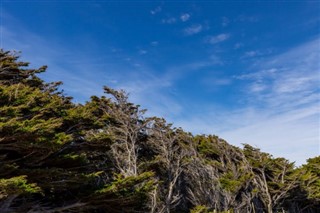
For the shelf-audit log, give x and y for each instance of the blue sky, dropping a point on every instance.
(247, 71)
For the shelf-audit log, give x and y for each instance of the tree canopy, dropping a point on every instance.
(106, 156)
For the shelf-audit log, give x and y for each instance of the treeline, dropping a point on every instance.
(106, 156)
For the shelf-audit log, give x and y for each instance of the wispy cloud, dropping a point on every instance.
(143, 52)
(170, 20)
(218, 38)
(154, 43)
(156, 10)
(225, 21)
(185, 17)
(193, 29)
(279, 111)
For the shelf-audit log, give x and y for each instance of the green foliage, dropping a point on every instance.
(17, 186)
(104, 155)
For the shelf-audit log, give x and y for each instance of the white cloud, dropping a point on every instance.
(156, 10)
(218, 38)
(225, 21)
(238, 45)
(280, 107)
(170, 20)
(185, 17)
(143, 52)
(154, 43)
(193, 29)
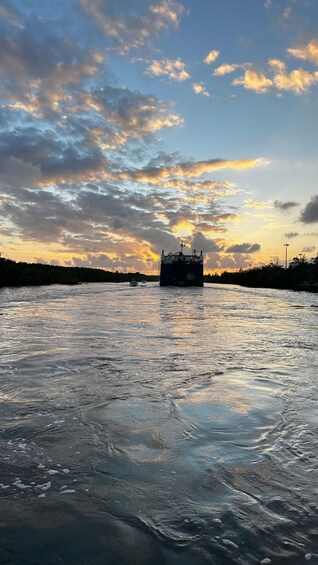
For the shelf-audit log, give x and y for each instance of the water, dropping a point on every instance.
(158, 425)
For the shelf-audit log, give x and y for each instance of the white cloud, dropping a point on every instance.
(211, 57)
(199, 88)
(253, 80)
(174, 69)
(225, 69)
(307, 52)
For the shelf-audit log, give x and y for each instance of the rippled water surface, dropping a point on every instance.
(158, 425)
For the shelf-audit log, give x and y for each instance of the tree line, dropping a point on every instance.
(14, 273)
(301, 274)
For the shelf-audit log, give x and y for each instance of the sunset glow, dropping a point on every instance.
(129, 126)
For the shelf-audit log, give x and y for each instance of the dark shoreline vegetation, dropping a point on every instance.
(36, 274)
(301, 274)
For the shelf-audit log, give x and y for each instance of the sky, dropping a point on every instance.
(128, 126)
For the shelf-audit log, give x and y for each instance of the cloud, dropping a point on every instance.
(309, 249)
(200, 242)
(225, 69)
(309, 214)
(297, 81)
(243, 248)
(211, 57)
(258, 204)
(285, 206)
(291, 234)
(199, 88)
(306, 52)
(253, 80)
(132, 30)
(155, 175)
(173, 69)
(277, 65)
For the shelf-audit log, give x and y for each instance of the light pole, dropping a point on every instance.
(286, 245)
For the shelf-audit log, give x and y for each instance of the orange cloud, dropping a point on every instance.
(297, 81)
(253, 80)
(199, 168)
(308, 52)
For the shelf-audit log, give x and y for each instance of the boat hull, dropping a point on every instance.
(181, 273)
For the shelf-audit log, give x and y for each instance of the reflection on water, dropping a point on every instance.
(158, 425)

-=-=-

### WHAT YOU ARE ASKED TO DO:
Everything in the records above should be retyped exactly except the pictures.

### RESULT OF THE TASK:
For the shelf-audit log, give x and y for each instance of the blue sky, dropping a point on every instance.
(247, 71)
For the shelf-audit log, give x and y for each instance of the tree canopy, dropping a point on every instance.
(106, 156)
For the shelf-audit log, give x and y for each instance of the treeline, dropping a point on every instance.
(106, 156)
For the shelf-audit log, give x and y for each instance of the wispy cloud, dropping a point on every instance.
(143, 52)
(170, 20)
(218, 38)
(154, 43)
(156, 10)
(225, 21)
(185, 17)
(193, 29)
(279, 111)
For the shelf-audit log, give x and y for each instance of the green foliage, dropping a point on every instance.
(17, 186)
(104, 155)
For the shelf-audit log, give x and y for each instance of the white cloud, dropping a point on every instance.
(156, 10)
(218, 38)
(225, 21)
(238, 45)
(280, 107)
(170, 20)
(185, 17)
(143, 52)
(154, 43)
(193, 29)
For the shelf-audit log, give x and y for each instance of the water, dropping a point on every instance.
(158, 425)
For the shelf-audit log, give x and y for each instance of the white cloud, dropping a point on every instance.
(211, 57)
(199, 88)
(253, 80)
(174, 69)
(225, 69)
(307, 52)
For the shelf-audit log, give x and y for each instance of the rippled water surface, dropping a point on every instance.
(158, 425)
For the shelf-audit log, give x and y for each instance of the tree line, dropping a point on every instance.
(14, 273)
(301, 274)
For the shelf-audit log, give x and y for each instance of the sunset glow, dropping a point on every instance.
(129, 126)
For the shelf-audit log, give x and y for each instance of the dark shoreline vegetation, dropping a point on every instance.
(36, 274)
(301, 274)
For the shelf-audit log, give x and y for each instance of the sky, dropping a point on every instance.
(128, 126)
For the shelf-audit log, give x and y for each instance of the cloud, dropping a point on every instance.
(309, 249)
(200, 242)
(225, 69)
(309, 214)
(297, 81)
(243, 248)
(211, 57)
(258, 204)
(285, 206)
(291, 234)
(199, 88)
(306, 52)
(253, 80)
(132, 30)
(155, 175)
(173, 69)
(277, 65)
For the shelf-audit log, give x and y for each instance of the light pole, dropping a point on every instance.
(286, 245)
For the shelf-audit log, give x and y for each instance of the orange cloud, dropping a point on every instance.
(297, 81)
(253, 80)
(199, 168)
(308, 52)
For the shelf-audit log, give x and y for each instance of the boat hull, dropping a point on every instance.
(181, 273)
For the shelf-audit log, give x and y for each instance of the reflection on water, dropping a point on every instance.
(158, 425)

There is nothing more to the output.